Even though negligent driving and reckless driving are technically different, it’s important to not minimize the potential consequences of negligent driving. Accidents that result from negligence can be just as catastrophic as those caused by recklessness.
What Are Some Examples Of Negligent Driving?
Some examples of negligent driving include:
- Driving under the influence of drugs or alcohol
- Driving while mentally and/or physically fatigued
- Failing to adequately maintain the vehicle
- Texting or otherwise driving distracted
- Failing to use turn signals
- Failing to stop at stop signs
This is by no means an exhaustive list. There are countless things that equate to negligence behind the wheel.
Is Negligent Driving A Traffic Violation?
Legally, negligent driving is classified differently from state to state. In some states, negligent driving is a civil traffic offense, but in others it’s a misdemeanor.
Do some research into your state’s laws to better understand how negligent driving is classified.
What Is The Penalty For Negligent Driving?
In some states, the line between negligence and recklessness is blurred in terms of legality. In other words, some states view them as more or less the same.

= SOURCE DATA =
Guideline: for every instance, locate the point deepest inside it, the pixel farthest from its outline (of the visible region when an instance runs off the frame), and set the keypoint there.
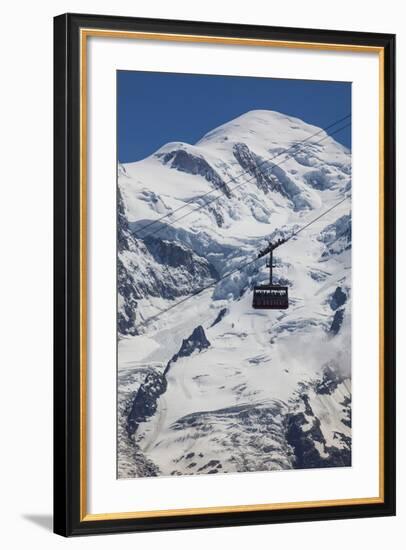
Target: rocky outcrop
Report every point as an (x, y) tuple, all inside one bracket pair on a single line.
[(184, 161), (197, 341), (336, 237), (268, 176), (145, 402)]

= JOB =
Reproduce the passage of the negligent driving text above, starting at "What Are Some" and ending at "driving is classified.".

= TASK RESPONSE =
What Are Some Examples Of Negligent Driving?
Some examples of negligent driving include:
- Driving under the influence of drugs or alcohol
- Driving while mentally and/or physically fatigued
- Failing to adequately maintain the vehicle
- Texting or otherwise driving distracted
- Failing to use turn signals
- Failing to stop at stop signs
This is by no means an exhaustive list. There are countless things that equate to negligence behind the wheel.
Is Negligent Driving A Traffic Violation?
Legally, negligent driving is classified differently from state to state. In some states, negligent driving is a civil traffic offense, but in others it’s a misdemeanor.
Do some research into your state’s laws to better understand how negligent driving is classified.